• _Excerpt provided_
Content starts
The Minimum Viable Product (MVP) is the fundamental starting block for most if not every startup. According to Startup Genome (2019), 11/12 startups fails. You would have thought that once they’ve reached “viable product”, the success rate would be guaranteed or at least be higher. Maybe HBR’s definition of an MVP is more appropriate: “The simplest possible offering that yields reliable customer feedback”, and we should maybe call it an “MRFP”, because viable it isn’t.
The Value Proposition
I have always wondered why it is that Business and Product found it hard to define the value proposition. Three conditions that might contribute to this problem came to mind. The “Agile mindset”, the “One-Ring assumption” and the “New Business lens”.
The Agile Mindset
In my previous post I spoke about the problem with the Agile approach (as practised by many businesses, irrespective of the theory), and that is that they do not know what “user value” is. They iterate towards a point that increases users and turnover and at best, infer user value.
The “One-Ring” Assumption
It worked for that one now famous / successful / large growth business, so it will work for our business. People love simple answers. I won’t bore you with the classic “Why you can’t copy Amazon”, so how about Microsoft (Windows and the Windows Phone") or Google (Google search and Google Talk / Voice / Wave / Buzz / Plus / Hangouts / Spaces / Allo / Duo / Chat)? These companies had the same leadership, which your company don’t have, and they couldn’t repeat their previous success. Why do you think that you can, if you follow one of their many processes or mantras? By doing that, you will be ignoring factors like market conditions, change in market competition, change in user expectations, market timing and luck, to name a few.
Life is a system and building products for users requires the same level of respect and pursuit of understanding the complexity of how the parts interact and contribute to the final value. If we believe that it is about sticking to a process is the answer to everything instead of the value of the process contributes to the user value, we are nothing more than Captain-less boats on the ocean rowing in two-week sprints and at the mercy of our environment and lady luck.
Content ends
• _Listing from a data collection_
Content starts
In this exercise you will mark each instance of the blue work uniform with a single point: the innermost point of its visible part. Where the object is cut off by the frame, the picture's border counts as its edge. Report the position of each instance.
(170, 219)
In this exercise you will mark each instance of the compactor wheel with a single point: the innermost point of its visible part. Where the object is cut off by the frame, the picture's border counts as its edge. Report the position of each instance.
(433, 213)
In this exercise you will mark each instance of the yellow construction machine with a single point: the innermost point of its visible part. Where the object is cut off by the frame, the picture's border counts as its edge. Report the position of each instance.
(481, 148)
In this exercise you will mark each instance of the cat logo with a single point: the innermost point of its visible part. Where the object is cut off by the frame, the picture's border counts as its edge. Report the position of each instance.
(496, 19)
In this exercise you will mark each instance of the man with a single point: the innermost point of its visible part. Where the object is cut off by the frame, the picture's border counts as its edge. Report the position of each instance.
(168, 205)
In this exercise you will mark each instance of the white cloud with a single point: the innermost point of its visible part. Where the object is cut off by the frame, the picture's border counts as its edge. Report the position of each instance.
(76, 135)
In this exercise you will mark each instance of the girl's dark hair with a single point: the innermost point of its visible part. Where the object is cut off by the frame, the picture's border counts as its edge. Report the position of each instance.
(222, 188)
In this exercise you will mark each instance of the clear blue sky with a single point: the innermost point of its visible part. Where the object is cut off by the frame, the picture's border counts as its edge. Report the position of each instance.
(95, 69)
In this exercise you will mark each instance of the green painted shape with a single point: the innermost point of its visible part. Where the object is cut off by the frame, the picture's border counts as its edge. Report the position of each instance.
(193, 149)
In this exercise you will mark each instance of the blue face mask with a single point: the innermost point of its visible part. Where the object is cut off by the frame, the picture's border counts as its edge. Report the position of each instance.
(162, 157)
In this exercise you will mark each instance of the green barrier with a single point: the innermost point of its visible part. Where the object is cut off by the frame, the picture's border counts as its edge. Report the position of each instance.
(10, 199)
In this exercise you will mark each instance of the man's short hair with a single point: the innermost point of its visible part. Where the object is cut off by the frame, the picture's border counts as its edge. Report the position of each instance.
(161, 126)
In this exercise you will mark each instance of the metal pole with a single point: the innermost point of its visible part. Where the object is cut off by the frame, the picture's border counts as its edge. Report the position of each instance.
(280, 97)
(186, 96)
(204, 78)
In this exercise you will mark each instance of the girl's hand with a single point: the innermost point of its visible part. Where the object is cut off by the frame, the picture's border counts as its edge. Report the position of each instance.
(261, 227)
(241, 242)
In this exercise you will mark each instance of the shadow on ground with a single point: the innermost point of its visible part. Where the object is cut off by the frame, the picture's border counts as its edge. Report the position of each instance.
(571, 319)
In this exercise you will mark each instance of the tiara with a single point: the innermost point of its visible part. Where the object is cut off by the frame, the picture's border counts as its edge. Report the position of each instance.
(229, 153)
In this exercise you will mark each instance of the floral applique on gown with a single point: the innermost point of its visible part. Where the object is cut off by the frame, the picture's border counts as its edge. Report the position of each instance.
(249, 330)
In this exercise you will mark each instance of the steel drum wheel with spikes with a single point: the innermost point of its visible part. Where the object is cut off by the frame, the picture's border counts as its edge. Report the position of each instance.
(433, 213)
Content ends
• _Set of tasks_
- a) According to the MVP post, what share of startups fail, as reported by Startup Genome (2019)?
- b) Please rewrite the MVP post's text between "The Agile Mindset" and "infer user value.", inclusive, substituting "revenue" for "turnover".
The listing is separate material and has no connection to the MVP post.

• _Answer set_
- a) 11 out of 12 startups fail.

- b)
The Agile Mindset
In my previous post I spoke about the problem with the Agile approach (as practised by many businesses, irrespective of the theory), and that is that they do not know what “user value” is. They iterate towards a point that increases users and revenue and at best, infer user value.